### Problem
Everything in the listing should be set down exactly, apart from the pictures.

(Beginning of Supplied information)

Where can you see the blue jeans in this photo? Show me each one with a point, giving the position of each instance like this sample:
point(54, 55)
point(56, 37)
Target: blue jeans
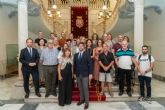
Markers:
point(145, 80)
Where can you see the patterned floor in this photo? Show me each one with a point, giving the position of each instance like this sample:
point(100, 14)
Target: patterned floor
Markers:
point(155, 105)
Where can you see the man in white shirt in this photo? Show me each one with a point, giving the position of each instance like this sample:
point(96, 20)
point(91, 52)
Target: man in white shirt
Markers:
point(145, 67)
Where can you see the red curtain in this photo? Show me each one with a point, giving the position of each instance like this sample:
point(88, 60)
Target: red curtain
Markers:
point(79, 21)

(End of Supplied information)

### Expected answer
Where can you see the blue jeans in this photo? Show me each one with a point, giving the position of each instance like this sample:
point(54, 55)
point(56, 37)
Target: blue jeans
Markers:
point(145, 80)
Where can you see the patterned floor in this photo? Show me each one with a point, giving the position of each instance like this sample:
point(100, 14)
Target: patterned floor
Markers:
point(155, 105)
Where can you see the man in white shirt in this photo? Show me each one with a point, giving the position of each instance like this sample:
point(96, 20)
point(91, 52)
Target: man in white shirt
Markers:
point(145, 67)
Where can you see the red curtain in this photo? Show me each one with a point, giving the position of each instance like this sample:
point(88, 60)
Target: red curtain
Markers:
point(79, 21)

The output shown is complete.